[INFORMATION SHOWN — start]
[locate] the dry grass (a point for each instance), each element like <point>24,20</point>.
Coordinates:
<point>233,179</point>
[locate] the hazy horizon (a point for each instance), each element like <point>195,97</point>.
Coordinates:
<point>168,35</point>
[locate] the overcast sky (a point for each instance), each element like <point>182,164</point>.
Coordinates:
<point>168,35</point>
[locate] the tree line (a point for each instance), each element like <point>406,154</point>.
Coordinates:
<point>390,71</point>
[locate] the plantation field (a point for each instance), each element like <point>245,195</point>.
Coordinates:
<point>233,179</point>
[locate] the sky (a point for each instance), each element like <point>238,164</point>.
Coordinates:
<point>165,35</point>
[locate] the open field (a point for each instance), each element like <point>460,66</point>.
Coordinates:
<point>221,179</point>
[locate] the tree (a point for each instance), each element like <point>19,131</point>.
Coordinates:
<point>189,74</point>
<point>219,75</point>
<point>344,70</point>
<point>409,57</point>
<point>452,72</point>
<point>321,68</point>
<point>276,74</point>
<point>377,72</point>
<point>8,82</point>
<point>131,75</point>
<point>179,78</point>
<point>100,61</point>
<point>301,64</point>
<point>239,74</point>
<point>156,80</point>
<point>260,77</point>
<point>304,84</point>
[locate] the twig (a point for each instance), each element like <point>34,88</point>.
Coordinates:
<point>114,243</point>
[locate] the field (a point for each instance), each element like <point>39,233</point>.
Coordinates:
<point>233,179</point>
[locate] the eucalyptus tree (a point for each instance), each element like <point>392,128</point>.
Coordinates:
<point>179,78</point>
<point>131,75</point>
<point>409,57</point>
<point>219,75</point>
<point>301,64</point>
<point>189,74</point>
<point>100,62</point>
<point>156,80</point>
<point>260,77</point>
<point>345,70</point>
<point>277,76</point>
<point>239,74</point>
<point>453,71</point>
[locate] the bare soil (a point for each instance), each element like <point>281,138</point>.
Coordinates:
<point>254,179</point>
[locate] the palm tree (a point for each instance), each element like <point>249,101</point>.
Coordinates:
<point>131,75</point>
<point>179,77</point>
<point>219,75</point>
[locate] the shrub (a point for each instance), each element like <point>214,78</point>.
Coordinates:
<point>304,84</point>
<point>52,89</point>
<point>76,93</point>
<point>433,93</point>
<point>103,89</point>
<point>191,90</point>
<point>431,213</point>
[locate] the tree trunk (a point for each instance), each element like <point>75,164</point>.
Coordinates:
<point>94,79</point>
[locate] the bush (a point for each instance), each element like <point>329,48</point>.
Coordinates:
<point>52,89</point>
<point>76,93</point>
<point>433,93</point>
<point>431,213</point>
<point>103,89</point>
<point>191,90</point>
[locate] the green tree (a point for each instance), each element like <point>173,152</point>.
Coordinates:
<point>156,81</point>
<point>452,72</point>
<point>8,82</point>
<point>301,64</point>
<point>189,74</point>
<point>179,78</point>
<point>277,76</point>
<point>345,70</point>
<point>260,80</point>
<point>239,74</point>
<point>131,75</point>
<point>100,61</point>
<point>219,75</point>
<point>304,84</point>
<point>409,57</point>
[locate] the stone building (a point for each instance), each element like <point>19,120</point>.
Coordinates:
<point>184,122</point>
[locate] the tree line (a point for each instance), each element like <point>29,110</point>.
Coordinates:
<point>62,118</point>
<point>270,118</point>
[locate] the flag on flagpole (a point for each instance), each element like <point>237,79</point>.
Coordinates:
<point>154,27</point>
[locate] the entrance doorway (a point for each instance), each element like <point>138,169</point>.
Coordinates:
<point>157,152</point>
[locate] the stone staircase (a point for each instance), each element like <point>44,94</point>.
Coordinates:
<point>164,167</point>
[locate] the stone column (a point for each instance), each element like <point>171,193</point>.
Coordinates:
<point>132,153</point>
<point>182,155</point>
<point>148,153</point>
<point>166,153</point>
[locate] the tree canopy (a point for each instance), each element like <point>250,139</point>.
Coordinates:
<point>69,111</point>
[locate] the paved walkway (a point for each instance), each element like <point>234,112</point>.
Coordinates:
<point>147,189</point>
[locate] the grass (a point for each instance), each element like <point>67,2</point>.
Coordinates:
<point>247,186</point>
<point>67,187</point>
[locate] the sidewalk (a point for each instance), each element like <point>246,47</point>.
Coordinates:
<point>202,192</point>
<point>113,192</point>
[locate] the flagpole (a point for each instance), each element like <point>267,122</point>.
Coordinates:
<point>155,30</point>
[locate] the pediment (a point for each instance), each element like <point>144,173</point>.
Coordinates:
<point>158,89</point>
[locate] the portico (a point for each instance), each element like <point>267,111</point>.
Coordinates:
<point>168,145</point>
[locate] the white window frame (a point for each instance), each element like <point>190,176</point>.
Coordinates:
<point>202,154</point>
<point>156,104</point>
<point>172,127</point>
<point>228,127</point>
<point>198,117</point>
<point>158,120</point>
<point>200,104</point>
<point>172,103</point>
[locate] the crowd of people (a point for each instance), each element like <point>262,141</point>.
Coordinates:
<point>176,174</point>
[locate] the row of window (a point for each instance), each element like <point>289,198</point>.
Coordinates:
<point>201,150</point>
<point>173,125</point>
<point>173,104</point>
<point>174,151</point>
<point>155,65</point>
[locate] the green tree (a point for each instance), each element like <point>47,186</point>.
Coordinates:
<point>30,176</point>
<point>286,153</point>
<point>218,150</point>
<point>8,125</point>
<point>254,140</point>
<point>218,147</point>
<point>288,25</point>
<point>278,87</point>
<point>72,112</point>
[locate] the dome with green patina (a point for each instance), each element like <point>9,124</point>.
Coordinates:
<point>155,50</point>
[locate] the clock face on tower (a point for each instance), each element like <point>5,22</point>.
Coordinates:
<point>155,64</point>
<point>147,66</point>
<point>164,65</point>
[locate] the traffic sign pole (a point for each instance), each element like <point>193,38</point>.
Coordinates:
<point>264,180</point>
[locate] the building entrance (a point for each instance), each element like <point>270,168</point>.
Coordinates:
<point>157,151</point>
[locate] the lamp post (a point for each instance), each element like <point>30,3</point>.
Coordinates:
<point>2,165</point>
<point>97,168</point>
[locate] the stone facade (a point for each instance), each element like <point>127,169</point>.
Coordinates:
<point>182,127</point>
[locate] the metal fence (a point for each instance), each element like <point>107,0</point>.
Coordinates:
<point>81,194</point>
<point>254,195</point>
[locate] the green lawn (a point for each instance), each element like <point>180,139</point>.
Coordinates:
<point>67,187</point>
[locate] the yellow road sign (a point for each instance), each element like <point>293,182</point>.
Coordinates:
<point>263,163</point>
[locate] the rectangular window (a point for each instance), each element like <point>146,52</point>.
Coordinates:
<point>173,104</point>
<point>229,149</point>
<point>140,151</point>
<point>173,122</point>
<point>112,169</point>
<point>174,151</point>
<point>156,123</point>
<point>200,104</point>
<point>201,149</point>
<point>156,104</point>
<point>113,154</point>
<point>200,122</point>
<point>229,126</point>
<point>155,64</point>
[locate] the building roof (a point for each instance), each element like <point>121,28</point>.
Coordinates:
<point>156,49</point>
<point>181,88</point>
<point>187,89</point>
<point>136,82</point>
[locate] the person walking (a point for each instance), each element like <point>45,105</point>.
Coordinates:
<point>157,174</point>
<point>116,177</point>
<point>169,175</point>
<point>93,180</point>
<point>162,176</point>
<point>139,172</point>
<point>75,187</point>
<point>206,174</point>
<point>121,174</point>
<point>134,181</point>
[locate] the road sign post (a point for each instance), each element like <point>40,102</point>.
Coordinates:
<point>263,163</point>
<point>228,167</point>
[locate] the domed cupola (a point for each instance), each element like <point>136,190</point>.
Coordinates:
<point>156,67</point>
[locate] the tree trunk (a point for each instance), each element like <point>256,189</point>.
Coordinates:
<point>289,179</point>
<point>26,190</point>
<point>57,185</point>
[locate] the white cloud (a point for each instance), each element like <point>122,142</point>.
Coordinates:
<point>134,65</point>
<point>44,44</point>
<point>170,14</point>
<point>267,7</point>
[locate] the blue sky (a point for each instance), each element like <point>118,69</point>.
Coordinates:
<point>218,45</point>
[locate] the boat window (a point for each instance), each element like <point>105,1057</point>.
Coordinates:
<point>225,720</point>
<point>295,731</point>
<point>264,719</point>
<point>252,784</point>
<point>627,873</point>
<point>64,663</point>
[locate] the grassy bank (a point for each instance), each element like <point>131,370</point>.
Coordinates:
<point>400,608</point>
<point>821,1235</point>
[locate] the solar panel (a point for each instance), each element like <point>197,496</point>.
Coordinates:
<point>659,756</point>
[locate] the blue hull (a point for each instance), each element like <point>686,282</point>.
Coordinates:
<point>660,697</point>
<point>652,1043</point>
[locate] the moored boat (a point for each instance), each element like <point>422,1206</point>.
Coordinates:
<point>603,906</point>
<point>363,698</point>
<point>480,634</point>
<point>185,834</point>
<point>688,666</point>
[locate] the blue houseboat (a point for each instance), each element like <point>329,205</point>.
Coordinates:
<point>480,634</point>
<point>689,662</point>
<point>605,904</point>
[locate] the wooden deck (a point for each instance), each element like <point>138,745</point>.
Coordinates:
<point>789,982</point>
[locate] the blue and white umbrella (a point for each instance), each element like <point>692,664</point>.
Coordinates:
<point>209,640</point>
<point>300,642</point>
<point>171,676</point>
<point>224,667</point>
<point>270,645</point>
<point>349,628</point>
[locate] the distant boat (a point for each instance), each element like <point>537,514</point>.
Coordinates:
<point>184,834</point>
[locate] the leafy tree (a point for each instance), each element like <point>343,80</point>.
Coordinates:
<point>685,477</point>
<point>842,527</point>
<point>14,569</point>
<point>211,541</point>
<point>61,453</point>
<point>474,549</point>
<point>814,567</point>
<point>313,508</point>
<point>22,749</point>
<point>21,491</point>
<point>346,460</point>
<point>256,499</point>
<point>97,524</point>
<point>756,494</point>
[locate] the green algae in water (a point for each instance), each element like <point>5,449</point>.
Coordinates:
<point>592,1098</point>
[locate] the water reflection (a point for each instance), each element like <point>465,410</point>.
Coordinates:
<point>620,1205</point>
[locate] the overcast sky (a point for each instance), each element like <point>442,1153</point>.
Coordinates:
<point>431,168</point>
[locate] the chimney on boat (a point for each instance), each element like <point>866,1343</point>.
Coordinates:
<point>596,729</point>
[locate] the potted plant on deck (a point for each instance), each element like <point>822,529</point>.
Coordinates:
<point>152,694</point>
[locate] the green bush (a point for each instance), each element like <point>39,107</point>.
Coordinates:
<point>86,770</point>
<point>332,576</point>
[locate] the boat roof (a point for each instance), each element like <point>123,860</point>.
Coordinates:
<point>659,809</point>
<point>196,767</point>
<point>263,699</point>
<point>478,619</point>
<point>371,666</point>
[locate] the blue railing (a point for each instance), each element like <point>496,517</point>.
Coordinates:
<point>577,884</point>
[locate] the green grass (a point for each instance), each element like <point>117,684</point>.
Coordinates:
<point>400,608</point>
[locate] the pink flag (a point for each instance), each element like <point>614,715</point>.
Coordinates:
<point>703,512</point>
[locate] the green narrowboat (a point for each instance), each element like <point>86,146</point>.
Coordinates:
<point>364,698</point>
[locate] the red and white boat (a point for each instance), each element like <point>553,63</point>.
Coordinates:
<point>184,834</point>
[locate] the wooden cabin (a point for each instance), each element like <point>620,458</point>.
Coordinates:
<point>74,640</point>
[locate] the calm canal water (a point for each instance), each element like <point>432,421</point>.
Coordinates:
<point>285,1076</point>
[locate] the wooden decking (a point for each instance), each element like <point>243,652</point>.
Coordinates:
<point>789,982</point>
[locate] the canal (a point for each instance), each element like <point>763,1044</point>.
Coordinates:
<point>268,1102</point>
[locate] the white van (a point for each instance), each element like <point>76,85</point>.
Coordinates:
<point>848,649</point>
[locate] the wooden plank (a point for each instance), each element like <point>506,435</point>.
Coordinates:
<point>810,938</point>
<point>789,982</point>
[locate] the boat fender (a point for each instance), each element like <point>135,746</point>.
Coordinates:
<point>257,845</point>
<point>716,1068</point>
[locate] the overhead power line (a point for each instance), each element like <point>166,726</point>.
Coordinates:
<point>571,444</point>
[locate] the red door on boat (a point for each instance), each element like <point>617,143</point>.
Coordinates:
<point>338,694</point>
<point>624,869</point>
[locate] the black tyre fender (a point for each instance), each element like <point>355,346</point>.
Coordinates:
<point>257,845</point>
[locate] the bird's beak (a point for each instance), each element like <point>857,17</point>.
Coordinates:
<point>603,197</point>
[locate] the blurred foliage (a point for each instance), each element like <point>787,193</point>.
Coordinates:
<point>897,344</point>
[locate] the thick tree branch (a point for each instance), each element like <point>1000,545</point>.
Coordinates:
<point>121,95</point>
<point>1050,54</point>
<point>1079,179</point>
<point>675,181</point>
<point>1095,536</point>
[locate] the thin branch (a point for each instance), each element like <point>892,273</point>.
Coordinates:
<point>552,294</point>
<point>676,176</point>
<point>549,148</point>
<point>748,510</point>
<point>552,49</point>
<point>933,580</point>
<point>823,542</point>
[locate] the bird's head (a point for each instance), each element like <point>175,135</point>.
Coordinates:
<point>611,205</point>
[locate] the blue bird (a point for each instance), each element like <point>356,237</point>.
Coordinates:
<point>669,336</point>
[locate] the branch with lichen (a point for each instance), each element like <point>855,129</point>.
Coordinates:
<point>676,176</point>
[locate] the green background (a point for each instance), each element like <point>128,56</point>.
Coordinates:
[INFORMATION SHOWN — finish]
**THE TASK**: Your task is to copy every line in the entries that holds the string "window".

**SOLUTION**:
[locate] the white window frame (a point for each instance), each element like <point>190,176</point>.
[locate] the row of window (a point for each instance), each element like <point>289,198</point>.
[locate] the rectangular window (a point for each instance), each element like <point>146,52</point>.
[locate] the boat window (a point for each instance), each element like <point>105,1057</point>.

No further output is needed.